Diğer bir önerimiz de, Sayın Bakana öneriyorum: Sayın Bakan, yüzlerce, binlerce vergi daireniz var ama ben size 3 yerde vergi dairesi açın diye öneriyorum. Tavandan almamız lazım diyorum ya, bakın, oradan vergi almamız lazım. Panama'da vergi dairesi açın Sayın Bakan. Sayın Bakan, Malta Adası'nda vergi dairesi açın.
ALİ KENANOĞLU (İstanbul) - Man Adası'nda açın.
GARO PAYLAN (Devamla) - Man Adası'nda vergi dairesi açın Sayın Bakan. (HDP sıralarından alkışlar)
Bakın, 200 milyar dolar orada yatıyor, 200 milyar dolar vergi cennetlerinde yatıyor.
ASUMAN ERDOĞAN (Ankara) - Kesinlikle yalan, yalan!
GARO PAYLAN (Devamla) - O 200 milyar doları vergilendirirseniz Sayın Bakan, tabandan, o canı çıkmış işçiden, memurdan vergi almanıza gerek kalmaz.
ASUMAN ERDOĞAN (Ankara) - Yalan söylemeyin insanlara!
GARO PAYLAN (Devamla) - Değerli arkadaşlar, vergi ahlakını oturtmamız lazım, vergi aflarından uzak durmamız lazım. Bunun için de önerim, böyle herkese vergi affı getirmek yerine vergi ombudsmanlığı getirelim arkadaşlar. Dara giren gitsin, vergi ombudsmanlığına başvursun, taksitlendirilmesi gerekiyorsa, yapılandırılması gerekiyorsa yapılandırılsın.

= Görev =
Vergi konulu alıntıda "ALİ KENANOĞLU (İstanbul)" sözlerinden başlayıp "Kesinlikle yalan, yalan!" sözleri de dahil olmak üzere o bölüme kadar olan kısmı aynen kopyalayın.

= Gösterilen Kayıtlar =

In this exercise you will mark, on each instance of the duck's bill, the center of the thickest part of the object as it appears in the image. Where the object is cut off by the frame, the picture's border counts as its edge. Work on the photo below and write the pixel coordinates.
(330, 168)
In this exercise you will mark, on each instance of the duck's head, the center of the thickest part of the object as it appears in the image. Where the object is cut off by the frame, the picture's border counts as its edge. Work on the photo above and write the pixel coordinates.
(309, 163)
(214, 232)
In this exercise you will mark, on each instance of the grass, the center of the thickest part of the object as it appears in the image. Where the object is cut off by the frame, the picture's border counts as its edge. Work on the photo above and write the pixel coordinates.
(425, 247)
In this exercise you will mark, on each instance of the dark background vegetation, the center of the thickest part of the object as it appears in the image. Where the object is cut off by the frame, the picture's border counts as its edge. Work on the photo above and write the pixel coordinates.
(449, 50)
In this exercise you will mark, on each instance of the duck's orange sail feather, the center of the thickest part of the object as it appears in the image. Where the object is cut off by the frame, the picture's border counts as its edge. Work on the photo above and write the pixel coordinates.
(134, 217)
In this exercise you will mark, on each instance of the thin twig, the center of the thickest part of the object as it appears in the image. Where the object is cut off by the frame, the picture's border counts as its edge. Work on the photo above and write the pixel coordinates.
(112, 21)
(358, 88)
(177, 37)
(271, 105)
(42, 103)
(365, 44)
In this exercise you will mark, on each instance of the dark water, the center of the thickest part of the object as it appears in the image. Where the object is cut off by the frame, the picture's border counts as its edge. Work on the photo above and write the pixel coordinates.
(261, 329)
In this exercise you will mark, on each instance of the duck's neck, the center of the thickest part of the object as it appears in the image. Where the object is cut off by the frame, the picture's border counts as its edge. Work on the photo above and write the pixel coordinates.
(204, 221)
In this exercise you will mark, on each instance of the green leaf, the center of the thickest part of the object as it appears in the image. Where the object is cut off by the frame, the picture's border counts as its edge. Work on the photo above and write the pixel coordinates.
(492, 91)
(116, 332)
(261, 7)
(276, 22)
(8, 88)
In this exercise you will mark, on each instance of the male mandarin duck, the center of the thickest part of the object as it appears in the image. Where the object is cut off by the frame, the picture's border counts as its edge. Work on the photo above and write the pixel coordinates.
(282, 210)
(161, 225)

= Görev Çıktısı =
ALİ KENANOĞLU (İstanbul) - Man Adası'nda açın.
GARO PAYLAN (Devamla) - Man Adası'nda vergi dairesi açın Sayın Bakan. (HDP sıralarından alkışlar)
Bakın, 200 milyar dolar orada yatıyor, 200 milyar dolar vergi cennetlerinde yatıyor.
ASUMAN ERDOĞAN (Ankara) - Kesinlikle yalan, yalan!